## Your goal
Put the text lines of the entries below into a numbered list, omitting blank lines and leaving out the pictures.

— start of Extracted material —

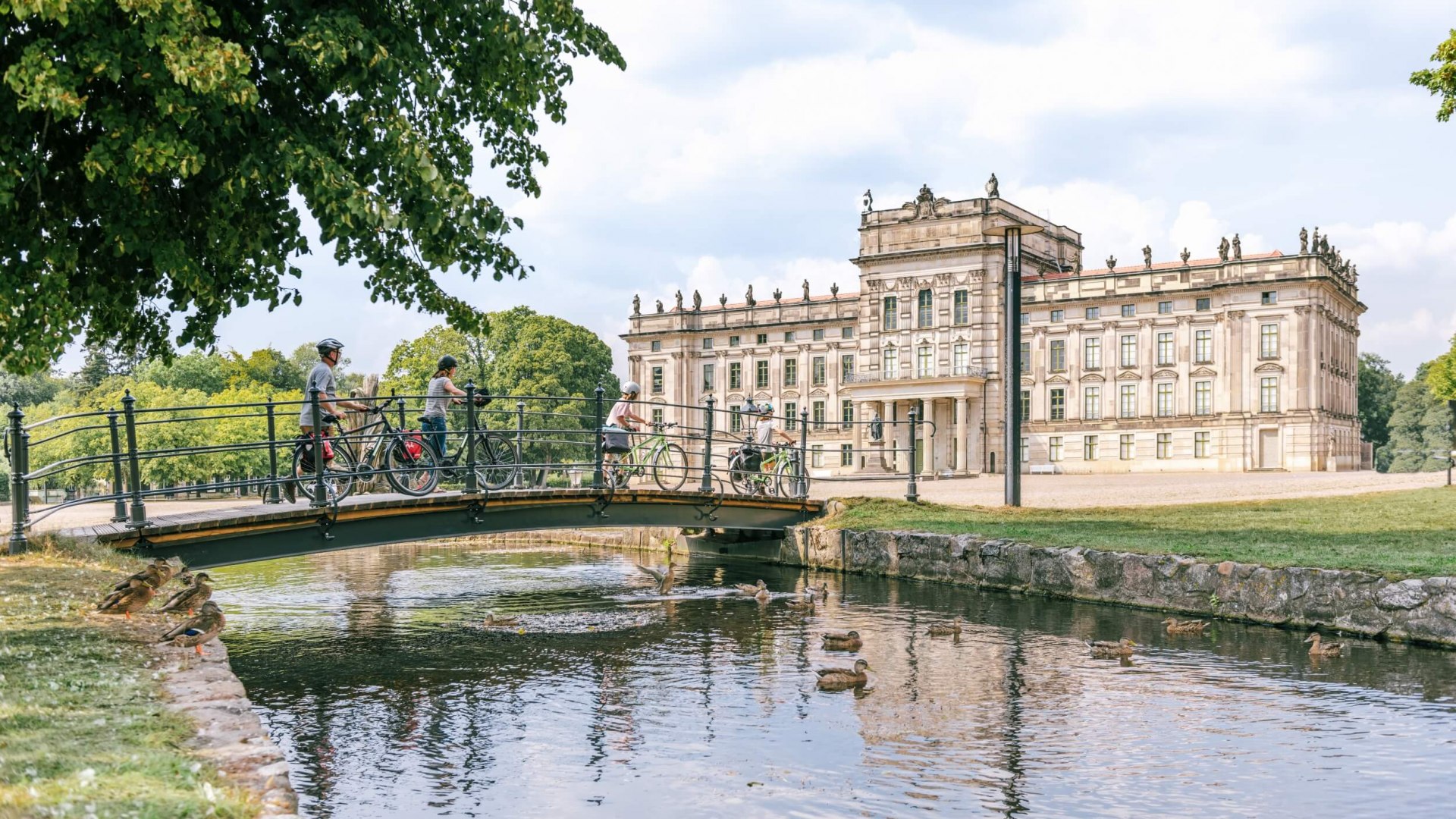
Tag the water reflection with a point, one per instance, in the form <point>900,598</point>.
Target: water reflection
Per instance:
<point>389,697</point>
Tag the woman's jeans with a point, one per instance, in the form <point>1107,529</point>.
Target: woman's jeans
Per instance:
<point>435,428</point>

— end of Extracted material —

## Result
1. Tag the water reflection with a point, one per instance, in the form <point>900,598</point>.
2. Target: water reflection
3. Per instance:
4. <point>389,697</point>
5. Tag the woman's jeans with a point, one per instance, in the form <point>1107,529</point>.
6. Target: woman's jeans
7. Per instance:
8. <point>435,428</point>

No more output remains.